-- Provided information follows --

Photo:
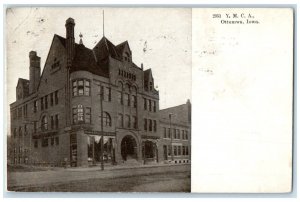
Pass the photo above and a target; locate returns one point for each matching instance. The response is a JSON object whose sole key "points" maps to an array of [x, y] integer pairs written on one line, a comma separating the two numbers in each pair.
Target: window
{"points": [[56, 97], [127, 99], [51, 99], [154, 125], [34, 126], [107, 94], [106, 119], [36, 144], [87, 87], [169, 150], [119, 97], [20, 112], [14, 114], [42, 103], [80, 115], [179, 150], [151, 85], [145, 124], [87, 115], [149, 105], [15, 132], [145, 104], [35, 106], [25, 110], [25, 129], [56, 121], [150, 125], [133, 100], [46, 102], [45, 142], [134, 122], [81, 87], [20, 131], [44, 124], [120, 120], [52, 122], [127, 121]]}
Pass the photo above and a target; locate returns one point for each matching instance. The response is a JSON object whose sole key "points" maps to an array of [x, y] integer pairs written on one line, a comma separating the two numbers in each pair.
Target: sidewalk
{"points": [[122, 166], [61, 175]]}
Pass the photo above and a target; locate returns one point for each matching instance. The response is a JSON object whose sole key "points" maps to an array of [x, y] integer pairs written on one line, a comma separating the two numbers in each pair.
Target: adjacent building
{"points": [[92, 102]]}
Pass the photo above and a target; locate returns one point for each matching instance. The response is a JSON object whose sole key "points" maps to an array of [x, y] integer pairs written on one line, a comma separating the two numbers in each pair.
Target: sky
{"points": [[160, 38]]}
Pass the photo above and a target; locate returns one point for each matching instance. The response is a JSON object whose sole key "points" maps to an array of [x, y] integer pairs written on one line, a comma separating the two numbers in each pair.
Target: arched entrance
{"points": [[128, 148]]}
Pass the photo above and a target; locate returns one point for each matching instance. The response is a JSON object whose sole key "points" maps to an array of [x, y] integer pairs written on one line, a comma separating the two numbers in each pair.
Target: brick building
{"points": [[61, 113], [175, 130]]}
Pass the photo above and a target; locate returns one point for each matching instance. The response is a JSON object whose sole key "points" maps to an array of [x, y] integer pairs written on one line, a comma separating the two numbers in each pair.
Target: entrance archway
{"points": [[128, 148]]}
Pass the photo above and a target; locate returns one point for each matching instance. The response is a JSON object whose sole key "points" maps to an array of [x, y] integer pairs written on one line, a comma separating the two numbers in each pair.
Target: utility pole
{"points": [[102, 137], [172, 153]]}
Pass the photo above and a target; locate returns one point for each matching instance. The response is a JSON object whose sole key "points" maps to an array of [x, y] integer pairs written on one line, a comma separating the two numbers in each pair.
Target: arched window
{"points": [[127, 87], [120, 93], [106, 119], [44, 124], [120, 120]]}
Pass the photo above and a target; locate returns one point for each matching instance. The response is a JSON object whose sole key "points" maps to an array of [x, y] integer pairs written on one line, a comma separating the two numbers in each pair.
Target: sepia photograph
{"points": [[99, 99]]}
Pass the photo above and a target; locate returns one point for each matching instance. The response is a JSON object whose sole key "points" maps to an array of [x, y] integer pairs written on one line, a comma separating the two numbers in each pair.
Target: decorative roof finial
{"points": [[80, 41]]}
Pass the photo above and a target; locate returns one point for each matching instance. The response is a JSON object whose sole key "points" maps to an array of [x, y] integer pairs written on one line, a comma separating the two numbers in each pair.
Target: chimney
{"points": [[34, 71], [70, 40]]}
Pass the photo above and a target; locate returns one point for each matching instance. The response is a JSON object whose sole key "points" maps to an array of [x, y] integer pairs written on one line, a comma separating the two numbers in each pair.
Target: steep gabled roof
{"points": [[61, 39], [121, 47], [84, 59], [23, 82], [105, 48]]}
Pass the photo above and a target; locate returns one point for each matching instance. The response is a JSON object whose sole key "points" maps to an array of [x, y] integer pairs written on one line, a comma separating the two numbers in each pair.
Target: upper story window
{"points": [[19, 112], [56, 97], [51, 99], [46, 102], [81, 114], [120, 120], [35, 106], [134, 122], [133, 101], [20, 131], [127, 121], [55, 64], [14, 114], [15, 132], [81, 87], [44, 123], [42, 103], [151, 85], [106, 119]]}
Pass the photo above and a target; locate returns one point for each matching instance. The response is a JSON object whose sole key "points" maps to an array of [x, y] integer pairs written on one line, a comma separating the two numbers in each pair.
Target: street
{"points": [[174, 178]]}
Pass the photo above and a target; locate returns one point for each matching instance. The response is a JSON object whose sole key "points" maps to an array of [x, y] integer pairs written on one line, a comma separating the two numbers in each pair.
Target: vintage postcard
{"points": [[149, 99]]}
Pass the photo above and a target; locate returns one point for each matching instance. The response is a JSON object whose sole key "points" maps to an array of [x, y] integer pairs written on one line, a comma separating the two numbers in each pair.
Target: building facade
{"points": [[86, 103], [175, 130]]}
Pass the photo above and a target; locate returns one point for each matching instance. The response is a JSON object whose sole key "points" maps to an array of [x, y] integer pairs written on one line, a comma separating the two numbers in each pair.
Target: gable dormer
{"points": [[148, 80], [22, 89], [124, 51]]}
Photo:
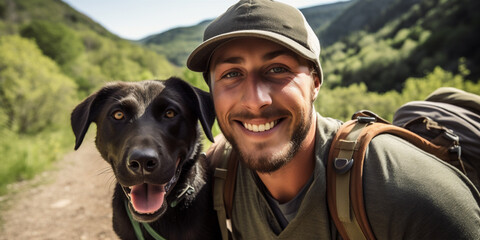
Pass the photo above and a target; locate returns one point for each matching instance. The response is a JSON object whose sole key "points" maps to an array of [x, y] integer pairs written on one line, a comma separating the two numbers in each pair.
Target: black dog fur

-- Provided information concluded --
-- Provided information follows --

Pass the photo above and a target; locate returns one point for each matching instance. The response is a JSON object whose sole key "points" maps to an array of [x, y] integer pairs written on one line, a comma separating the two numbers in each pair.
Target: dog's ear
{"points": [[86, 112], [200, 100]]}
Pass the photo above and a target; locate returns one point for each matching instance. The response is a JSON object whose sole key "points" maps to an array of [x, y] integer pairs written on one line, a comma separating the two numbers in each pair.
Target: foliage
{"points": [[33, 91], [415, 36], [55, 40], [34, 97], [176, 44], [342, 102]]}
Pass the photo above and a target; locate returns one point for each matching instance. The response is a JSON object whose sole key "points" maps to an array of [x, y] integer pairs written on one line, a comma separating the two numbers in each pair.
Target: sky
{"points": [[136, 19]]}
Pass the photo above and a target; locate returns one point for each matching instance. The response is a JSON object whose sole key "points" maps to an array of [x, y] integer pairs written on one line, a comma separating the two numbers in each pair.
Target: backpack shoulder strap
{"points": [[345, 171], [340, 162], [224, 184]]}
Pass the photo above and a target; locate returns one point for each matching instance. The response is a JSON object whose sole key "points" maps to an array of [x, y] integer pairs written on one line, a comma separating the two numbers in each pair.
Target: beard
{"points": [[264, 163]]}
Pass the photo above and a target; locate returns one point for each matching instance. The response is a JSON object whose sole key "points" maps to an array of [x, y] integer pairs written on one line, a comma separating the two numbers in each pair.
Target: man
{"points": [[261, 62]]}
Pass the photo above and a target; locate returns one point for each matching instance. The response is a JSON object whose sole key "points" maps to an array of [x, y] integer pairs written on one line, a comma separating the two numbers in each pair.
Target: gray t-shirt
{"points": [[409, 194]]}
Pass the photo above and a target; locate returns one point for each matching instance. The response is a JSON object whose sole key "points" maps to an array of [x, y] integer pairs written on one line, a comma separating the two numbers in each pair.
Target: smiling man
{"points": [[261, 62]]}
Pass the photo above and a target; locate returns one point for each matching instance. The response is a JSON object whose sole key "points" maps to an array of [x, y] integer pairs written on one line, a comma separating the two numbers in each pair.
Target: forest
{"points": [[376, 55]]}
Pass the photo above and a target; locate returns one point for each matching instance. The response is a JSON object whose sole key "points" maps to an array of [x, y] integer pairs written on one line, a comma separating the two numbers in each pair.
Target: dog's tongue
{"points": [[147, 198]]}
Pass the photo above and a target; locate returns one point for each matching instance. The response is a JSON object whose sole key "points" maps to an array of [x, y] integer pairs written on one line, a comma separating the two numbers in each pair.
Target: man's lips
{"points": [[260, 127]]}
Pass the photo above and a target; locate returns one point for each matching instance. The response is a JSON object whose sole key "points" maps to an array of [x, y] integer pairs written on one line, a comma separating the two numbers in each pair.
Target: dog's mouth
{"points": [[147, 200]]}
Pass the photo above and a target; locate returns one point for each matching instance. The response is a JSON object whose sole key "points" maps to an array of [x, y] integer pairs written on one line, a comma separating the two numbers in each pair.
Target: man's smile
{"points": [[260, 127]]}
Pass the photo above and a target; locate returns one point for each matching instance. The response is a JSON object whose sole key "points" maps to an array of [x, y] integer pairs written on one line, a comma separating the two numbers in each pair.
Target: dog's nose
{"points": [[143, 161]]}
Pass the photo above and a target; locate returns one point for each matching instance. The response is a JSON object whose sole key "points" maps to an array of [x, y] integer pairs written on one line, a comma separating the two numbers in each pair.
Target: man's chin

-- Provided information concluded --

**Task requirements:** Transcribe the records above from the line holding "Target: dog's nose" down to the line holding "Target: man's chin", inclusive, without adding anything.

**Output:**
Target: dog's nose
{"points": [[143, 161]]}
Pass the photo above and a target; locate returns one point for each matching instance. The response is a JSON object whose sole key "points" maps to an array of [x, y] integer pairs written on one line, a comma separating the two numbers in each pair.
Target: man's chin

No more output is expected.